> STATED EXERCISE 1: Write out, unchanged, the lines of the records below, starting at the line containing "Please trace the outline of every instance of the dark" and ending at the line containing "POLYGON ((612 199, 619".
> STATED EXERCISE 2: Carry forward the excerpt below on Bouteflika's presidency and Algerian politics, beginning after its final sentence.

The Cabilia revolt has certainly been the biggest crisis that Bouteflika has had to face. Sparked in April 2001 by the death of a youth in the Beni Duala police station, it was answered by harsh repression and 120 deaths in a mountainous region which, since independence, has demanded that its Berber identity be recognized. Although the Algerian government tried to present it as based exclusively on linguistic and cultural specificities, the Cabilia revolt had social origins involving unemployment and the lack of prospects for the younger members of the population. The structure of this citizen movement was based on the ancestral community-based organization of the Cabilian tribes –the Aaruch–. This confirmed the failure of the traditional political elites in the region –embedded in the Berberist political parties such as the Ait Ahmed’s FFS and Said Sadi’s RCD– to express the social and cultural demands of the people. The trickle of concessions, including giving Tamazight the status of a national –but not official– language, has not restored calm in a region that continues to be occupied by the national gendarmerie and still suffers from deep social discontent, reflected in widespread support for calls to boycott the latest legislative and municipal elections.

The Presidential Elections of April 2004
Relations between Abdelaziz Bouteflika and the high-ranking military have not been easy since he was elected in 1999. The new president’s criticism of the interruption of the 1991 elections, his flexibility in applying the reinsertion policy to Islamists, his attempts to involve the army in the repression of the Cabilia revolt in April 2001 –considered by the military top brass to be the result of Bouteflika’s own policies– and his attempts to change the Constitution, have all led to mistrust in the hawkish sector of the armed forces. The army instigated a campaign to prevent him from continuing to lead the country, encouraging the aspirations of Ali Benflis (prime minister and secretary general of the FLN, the main party in the presidential majority) to become president of the republic. Bouteflika responded in September 2003 by creating a commission in charge of investigating the fate of persons who disappeared during the repression of Islamists –at a time when some generals were becoming increasingly worried after legal proceedings began in France against Jaled Nezzar, at the behest of the family of a dead Islamist–.

> GIVEN DATA:
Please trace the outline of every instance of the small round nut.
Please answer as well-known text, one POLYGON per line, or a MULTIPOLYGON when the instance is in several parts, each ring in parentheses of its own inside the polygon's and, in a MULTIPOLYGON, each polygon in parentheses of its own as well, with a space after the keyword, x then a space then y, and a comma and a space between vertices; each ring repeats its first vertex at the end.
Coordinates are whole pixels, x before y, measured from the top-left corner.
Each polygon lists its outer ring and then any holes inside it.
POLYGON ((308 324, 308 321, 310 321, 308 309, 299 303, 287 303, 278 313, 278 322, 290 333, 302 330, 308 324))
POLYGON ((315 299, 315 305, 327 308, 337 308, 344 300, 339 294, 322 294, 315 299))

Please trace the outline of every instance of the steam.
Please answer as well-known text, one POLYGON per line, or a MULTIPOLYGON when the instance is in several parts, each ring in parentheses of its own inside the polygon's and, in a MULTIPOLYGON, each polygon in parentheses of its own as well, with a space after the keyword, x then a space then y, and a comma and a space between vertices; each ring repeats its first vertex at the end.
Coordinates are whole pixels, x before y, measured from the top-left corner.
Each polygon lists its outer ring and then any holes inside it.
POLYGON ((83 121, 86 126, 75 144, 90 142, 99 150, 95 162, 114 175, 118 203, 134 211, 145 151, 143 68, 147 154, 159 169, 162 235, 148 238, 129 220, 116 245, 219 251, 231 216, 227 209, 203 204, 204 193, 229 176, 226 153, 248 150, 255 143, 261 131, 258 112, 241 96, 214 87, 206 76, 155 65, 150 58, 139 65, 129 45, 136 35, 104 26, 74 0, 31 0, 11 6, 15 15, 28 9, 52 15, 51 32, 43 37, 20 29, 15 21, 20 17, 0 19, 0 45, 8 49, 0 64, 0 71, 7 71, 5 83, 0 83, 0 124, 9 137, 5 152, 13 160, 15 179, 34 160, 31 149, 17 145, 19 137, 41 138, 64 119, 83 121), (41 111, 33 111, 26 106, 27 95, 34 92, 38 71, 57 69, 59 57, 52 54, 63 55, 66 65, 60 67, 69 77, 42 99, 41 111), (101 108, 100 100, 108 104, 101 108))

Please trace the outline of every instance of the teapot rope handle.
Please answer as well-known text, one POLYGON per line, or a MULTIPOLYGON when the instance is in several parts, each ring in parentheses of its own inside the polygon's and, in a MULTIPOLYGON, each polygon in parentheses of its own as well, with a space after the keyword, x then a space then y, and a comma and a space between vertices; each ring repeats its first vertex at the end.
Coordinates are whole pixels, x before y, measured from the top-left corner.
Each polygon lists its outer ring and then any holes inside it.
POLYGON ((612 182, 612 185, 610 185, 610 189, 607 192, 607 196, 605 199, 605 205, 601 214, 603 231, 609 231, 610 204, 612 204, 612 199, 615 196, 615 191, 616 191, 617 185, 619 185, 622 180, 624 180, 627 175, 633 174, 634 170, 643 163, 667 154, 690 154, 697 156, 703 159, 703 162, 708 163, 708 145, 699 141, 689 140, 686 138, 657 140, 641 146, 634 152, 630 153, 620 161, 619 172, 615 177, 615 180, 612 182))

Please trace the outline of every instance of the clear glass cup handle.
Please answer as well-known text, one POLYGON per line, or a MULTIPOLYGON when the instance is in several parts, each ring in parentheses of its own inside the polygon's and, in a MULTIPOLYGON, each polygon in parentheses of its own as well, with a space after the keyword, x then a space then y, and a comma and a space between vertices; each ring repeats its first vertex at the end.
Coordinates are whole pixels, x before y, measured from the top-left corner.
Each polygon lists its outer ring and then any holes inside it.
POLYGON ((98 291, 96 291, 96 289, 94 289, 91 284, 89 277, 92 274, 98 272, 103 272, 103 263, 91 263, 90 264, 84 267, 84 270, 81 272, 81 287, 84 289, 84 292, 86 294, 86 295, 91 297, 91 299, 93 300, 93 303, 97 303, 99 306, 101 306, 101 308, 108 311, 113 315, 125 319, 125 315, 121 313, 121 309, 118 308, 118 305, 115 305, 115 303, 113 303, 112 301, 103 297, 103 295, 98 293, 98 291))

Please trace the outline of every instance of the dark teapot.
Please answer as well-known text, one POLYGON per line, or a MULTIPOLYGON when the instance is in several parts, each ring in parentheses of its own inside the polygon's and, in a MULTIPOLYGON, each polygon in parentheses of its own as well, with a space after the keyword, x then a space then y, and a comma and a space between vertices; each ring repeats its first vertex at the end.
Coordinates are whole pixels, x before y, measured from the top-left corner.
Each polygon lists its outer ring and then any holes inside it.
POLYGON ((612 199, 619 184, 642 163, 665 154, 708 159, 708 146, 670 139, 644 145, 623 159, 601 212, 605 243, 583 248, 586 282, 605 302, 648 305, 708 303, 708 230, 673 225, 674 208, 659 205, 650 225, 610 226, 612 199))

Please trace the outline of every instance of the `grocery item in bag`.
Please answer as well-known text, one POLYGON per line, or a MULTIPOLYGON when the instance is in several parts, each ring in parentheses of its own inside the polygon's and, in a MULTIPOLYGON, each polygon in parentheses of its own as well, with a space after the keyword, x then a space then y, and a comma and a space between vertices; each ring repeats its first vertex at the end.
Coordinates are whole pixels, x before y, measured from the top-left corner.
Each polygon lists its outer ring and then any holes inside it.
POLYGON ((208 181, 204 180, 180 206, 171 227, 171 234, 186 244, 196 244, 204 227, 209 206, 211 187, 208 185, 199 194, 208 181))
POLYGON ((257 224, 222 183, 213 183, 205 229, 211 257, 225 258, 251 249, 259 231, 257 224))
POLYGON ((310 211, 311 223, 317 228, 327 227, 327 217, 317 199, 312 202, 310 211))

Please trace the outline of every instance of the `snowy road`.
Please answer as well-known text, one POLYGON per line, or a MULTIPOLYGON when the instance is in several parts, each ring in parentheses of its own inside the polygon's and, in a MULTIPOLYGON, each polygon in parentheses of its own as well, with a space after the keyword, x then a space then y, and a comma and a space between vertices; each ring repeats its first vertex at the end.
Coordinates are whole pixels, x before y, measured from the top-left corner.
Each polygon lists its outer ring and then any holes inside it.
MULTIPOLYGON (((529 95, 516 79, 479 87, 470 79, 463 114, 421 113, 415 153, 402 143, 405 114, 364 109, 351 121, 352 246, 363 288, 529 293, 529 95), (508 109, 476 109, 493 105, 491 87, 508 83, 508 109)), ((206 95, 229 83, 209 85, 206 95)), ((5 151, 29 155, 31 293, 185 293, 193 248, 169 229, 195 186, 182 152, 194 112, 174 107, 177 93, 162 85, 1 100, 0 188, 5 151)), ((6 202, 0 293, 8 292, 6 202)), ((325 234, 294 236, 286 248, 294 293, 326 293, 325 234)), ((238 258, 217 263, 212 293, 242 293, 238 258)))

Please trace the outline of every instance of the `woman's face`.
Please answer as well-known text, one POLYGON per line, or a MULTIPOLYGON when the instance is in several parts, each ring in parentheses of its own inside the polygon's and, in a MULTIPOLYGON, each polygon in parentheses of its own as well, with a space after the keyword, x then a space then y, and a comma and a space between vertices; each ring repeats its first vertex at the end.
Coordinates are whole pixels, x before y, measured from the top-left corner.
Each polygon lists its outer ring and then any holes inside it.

> REPLY 1:
Please trace the outline of every instance of the dark teapot.
Please answer as well-known text, one POLYGON per line, or a MULTIPOLYGON when the instance is in several parts, each ring in parentheses of its own inside the polygon's and, in a MULTIPOLYGON, each polygon in parentheses of its own as well, with a space after the keyword, x then a space then y, and a comma and a space between vertices; each ring repeats its first vertex at the end.
Coordinates are whole pixels, x before y, measured from the top-left corner.
Each polygon lists its outer ring and then any holes inside it.
POLYGON ((612 199, 619 184, 642 163, 665 154, 708 159, 708 146, 670 139, 644 145, 623 159, 601 212, 605 243, 583 248, 586 282, 605 302, 648 305, 708 303, 708 230, 673 225, 674 208, 659 205, 650 225, 610 226, 612 199))

> REPLY 2:
Abdelaziz Bouteflika’s decision to stand for re-election broke the internal consensus in the military high command, which chose to distance itself from the electoral process and not officially support any candidate. The army’s proclaimed neutrality did not prevent the process being controlled before the election campaign even got underway, but did help feed hopes that these would be open elections in which the results would not be decided beforehand. The Constitutional Council made the first sift by rejecting the candidacies of former prime minister Sid Ahmed Ghozali and more importantly, of the leader of the unofficial al-Wafa wa al-Adl party, Ahmed Taleb Ibrahimi, who was unable to gather the 75,000 signatures needed to run for the presidency of the republic. More believable than this technical argument (applied to a candidate who had previously demonstrated his electoral power by obtaining a total of 1,200,000 votes in the first round of the 1999 presidential elections) was that this former FLN leader and former Foreign Affairs minister in the Chadli Benyedid era inspired fear and was considered capable of bringing together both the FIS Islamist vote and part of the FLN’s conservative nationalist vote. The Constitutional Council’s restrictive decisions and a questionable revision of the electoral lists were offset by the law on electoral reform that eliminated the obligation imposed on military personnel to vote at their barracks, gave the different candidates access to the mass media during the three-week election campaign and authorized the presence of scrutineers for the various candidates at polling stations and during the counting of ballots. The presence of international observers throughout the process was also authorized.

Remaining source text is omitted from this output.